**Aim of the task:**
From the records below, give again only the lines from the one that has "Agricultural drone survey: scan the aerial photo for window." through the one that has "715, 105, 763, 143", keeping the requests word for word. In the answers, scale every coordinate by 1.4 and round to whole numbers, with halves going up.

————————

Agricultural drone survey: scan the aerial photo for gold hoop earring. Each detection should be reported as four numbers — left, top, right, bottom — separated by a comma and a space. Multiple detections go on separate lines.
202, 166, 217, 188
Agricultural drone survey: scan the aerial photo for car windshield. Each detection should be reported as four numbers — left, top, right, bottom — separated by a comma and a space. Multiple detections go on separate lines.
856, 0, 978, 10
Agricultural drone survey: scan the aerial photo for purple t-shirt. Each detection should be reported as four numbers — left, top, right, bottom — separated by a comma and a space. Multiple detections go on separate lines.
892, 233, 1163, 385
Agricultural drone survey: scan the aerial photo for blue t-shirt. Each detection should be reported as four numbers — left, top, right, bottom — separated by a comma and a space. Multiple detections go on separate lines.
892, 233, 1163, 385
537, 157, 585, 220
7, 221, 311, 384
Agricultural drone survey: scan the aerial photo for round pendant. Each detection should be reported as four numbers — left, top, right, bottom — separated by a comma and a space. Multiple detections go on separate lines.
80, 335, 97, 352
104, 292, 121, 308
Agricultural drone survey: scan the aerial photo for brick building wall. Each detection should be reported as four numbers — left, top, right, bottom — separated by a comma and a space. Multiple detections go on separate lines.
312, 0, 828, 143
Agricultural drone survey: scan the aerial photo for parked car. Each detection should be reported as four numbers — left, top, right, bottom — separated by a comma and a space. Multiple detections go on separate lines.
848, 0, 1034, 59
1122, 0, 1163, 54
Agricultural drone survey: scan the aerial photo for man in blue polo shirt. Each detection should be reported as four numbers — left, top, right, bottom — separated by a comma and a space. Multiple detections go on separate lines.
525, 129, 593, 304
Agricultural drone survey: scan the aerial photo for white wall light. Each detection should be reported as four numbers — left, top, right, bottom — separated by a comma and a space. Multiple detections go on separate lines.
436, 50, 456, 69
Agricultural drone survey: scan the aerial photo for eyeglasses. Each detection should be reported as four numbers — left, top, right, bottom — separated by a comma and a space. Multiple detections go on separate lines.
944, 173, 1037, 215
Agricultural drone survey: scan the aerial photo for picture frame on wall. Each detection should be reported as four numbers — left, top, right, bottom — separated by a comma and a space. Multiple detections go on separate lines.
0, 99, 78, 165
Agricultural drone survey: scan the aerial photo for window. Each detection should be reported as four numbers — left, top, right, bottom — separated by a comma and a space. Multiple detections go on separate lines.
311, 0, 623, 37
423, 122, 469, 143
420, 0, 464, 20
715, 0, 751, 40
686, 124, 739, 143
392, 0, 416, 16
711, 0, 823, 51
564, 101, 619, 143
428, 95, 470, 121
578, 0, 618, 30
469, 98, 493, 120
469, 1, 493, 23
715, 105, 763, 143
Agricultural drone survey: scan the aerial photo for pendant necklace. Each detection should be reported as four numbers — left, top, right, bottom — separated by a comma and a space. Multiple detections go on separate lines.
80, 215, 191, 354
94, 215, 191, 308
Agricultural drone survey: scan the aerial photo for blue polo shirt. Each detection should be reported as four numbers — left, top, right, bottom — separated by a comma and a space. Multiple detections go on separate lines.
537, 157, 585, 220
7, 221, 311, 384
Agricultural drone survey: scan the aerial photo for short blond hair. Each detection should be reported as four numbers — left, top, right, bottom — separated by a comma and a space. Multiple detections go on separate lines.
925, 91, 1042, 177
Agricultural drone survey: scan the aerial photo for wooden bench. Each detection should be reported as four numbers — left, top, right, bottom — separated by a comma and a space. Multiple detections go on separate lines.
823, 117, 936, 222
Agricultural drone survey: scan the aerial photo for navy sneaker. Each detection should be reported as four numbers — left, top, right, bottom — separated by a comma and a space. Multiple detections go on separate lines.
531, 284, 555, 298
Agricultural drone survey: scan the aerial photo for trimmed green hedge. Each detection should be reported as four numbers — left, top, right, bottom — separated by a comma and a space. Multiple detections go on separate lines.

————————

**Exercise output:**
Agricultural drone survey: scan the aerial photo for window. Each detection should be reported as four numbers — left, top, right, bottom — separated by a comma and a space. Multiple detections go on separate lines.
435, 0, 872, 52
592, 171, 657, 200
588, 0, 650, 28
1001, 0, 1051, 56
960, 174, 1035, 200
549, 0, 582, 22
995, 0, 1152, 71
790, 141, 867, 200
599, 133, 658, 169
809, 0, 865, 42
657, 137, 690, 168
657, 1, 690, 32
1001, 147, 1068, 200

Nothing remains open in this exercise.